-- Extracted information --
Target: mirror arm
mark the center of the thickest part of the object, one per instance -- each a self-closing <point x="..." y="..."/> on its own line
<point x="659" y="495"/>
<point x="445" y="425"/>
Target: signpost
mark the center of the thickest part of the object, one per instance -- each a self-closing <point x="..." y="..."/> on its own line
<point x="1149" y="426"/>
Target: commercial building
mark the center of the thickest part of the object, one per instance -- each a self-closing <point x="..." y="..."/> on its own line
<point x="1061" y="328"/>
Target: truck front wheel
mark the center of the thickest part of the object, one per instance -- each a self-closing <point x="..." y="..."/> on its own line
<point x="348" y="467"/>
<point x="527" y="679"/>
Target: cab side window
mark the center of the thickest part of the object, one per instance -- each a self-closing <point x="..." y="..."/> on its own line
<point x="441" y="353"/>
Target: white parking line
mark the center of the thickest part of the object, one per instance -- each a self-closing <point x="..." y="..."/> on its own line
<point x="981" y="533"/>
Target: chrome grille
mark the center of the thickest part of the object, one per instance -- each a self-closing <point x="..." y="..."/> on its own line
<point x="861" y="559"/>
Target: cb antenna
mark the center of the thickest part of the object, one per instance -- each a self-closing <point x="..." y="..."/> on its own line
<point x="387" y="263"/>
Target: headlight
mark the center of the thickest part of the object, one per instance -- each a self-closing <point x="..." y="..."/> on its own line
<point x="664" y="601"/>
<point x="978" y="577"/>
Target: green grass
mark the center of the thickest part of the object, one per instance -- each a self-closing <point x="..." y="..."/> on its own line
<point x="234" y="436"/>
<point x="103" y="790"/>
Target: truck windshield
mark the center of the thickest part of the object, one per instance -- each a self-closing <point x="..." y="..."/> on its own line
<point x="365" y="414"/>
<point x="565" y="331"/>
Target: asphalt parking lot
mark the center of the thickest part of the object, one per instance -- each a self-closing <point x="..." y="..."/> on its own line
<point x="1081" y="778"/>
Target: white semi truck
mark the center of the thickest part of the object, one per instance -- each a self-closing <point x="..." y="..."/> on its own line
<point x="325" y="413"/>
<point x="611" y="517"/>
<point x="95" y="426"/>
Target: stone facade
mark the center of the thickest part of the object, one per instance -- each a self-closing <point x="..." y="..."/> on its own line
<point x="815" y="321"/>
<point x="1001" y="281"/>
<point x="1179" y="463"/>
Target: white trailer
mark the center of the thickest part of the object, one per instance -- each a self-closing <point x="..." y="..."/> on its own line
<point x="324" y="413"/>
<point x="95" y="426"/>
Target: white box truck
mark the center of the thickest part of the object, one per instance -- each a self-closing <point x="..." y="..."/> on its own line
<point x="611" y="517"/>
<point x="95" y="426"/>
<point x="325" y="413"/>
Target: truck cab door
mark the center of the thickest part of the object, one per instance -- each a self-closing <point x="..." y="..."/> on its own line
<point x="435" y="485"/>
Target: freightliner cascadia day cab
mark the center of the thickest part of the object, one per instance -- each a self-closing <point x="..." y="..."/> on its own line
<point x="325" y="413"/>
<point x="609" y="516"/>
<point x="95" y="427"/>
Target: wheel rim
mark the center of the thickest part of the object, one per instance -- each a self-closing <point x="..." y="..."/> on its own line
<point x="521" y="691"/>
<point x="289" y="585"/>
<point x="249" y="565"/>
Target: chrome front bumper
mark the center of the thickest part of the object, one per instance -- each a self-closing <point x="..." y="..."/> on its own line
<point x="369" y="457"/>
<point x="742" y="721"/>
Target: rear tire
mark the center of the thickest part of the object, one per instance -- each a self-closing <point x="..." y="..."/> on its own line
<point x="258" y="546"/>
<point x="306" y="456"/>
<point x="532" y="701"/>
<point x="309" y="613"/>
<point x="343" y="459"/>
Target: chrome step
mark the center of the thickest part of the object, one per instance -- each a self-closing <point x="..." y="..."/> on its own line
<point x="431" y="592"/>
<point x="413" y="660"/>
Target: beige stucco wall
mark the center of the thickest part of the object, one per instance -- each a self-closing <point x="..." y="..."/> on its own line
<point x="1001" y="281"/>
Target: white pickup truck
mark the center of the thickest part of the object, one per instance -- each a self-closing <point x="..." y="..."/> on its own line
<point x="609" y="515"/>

-- What you will do --
If a line comes after the one containing "Target: truck front wheel", leave it out; set down every line of the data before it, and that line itself, exactly.

-- Task response --
Target: mirror arm
mark the center of the thickest part of the object, one per instance -- each a self-closing <point x="..." y="..."/> on its own line
<point x="659" y="495"/>
<point x="445" y="425"/>
Target: signpost
mark the center of the thickest part of the object, one per instance -- each a self-closing <point x="..." y="..."/> on its own line
<point x="1149" y="426"/>
Target: commercial building
mark the center of the thickest part of the object, one per instance -- each a self-closing <point x="..." y="..."/> on its own line
<point x="1061" y="328"/>
Target: truck front wheel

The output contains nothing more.